*** DATA SECTION

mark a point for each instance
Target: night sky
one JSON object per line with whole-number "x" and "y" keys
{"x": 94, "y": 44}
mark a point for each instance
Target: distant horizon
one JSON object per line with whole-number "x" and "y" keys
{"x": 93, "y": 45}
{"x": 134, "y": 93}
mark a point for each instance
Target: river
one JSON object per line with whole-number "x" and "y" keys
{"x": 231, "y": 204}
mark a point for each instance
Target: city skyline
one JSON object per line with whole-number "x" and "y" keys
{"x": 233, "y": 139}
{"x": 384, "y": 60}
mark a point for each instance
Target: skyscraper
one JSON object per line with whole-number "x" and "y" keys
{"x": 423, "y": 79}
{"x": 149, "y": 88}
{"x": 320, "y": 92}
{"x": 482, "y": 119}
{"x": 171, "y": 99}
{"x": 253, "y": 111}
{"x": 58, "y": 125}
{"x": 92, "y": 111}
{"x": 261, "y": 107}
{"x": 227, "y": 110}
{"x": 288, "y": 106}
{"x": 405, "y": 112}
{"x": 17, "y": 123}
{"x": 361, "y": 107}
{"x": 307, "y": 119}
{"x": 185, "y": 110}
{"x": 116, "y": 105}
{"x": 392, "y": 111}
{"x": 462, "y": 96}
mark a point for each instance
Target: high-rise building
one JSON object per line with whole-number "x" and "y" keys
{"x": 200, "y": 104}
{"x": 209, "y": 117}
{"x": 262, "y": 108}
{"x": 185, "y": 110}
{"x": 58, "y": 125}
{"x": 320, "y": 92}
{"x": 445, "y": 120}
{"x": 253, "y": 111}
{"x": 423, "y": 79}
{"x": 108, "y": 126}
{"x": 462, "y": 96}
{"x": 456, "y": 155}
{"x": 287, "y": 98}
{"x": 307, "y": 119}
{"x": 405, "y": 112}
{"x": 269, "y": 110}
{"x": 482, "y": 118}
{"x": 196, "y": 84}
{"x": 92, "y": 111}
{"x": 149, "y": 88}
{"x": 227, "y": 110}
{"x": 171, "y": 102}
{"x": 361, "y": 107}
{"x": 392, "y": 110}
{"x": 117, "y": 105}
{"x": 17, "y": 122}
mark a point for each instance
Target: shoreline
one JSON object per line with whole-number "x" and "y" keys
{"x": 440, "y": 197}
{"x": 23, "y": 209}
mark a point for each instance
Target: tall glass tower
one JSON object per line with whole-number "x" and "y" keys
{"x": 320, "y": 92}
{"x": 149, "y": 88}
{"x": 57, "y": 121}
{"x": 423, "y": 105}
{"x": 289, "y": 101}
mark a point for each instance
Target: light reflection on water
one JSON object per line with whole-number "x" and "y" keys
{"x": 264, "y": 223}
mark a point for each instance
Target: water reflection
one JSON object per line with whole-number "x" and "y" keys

******

■ YOUR ASSIGNMENT:
Give the entries again exactly as they stand.

■ EXERCISE OUTPUT:
mark a point for each instance
Target: night sky
one JSON object per line with whole-number "x" and "y" keys
{"x": 94, "y": 44}
mark a point for each instance
Target: distant horizon
one JSON object per line with whole-number "x" and "y" keys
{"x": 93, "y": 45}
{"x": 134, "y": 93}
mark a point for each instance
Target: river
one JSON object per line with whole-number "x" and "y" keys
{"x": 231, "y": 204}
mark a point for each instance
Target: city skyline
one JSON object per line with whole-number "x" and "y" keys
{"x": 233, "y": 139}
{"x": 384, "y": 60}
mark a point for each instance
Target: skyscraper
one JSON object per line with whole-number "x" and "y" keys
{"x": 423, "y": 79}
{"x": 149, "y": 88}
{"x": 320, "y": 92}
{"x": 482, "y": 119}
{"x": 171, "y": 99}
{"x": 253, "y": 111}
{"x": 58, "y": 125}
{"x": 92, "y": 111}
{"x": 261, "y": 107}
{"x": 227, "y": 110}
{"x": 288, "y": 106}
{"x": 405, "y": 112}
{"x": 17, "y": 123}
{"x": 361, "y": 107}
{"x": 307, "y": 119}
{"x": 185, "y": 110}
{"x": 116, "y": 105}
{"x": 392, "y": 111}
{"x": 462, "y": 96}
mark a point for each instance
Target: high-rise building
one JSON object per line with whole-number "x" and "y" keys
{"x": 200, "y": 104}
{"x": 209, "y": 117}
{"x": 262, "y": 108}
{"x": 185, "y": 110}
{"x": 58, "y": 125}
{"x": 320, "y": 92}
{"x": 445, "y": 120}
{"x": 253, "y": 111}
{"x": 423, "y": 79}
{"x": 108, "y": 126}
{"x": 462, "y": 96}
{"x": 456, "y": 155}
{"x": 287, "y": 98}
{"x": 307, "y": 119}
{"x": 405, "y": 112}
{"x": 269, "y": 110}
{"x": 482, "y": 118}
{"x": 196, "y": 84}
{"x": 92, "y": 111}
{"x": 149, "y": 88}
{"x": 227, "y": 110}
{"x": 171, "y": 102}
{"x": 361, "y": 107}
{"x": 392, "y": 110}
{"x": 117, "y": 105}
{"x": 17, "y": 122}
mark a point for each instance
Target: shoreline
one JSON object per line with whole-number "x" and "y" keys
{"x": 440, "y": 197}
{"x": 23, "y": 209}
mark a point for each instance
Target: tall glass tower
one JSON object per line with whole-number "x" and "y" keys
{"x": 320, "y": 92}
{"x": 149, "y": 88}
{"x": 57, "y": 121}
{"x": 423, "y": 105}
{"x": 289, "y": 101}
mark a point for each instance
Target: light reflection on water
one JSON object per line with whole-number "x" and "y" keys
{"x": 264, "y": 223}
mark a point for each instance
Target: water reflection
one JSON object per line with whole-number "x" and "y" keys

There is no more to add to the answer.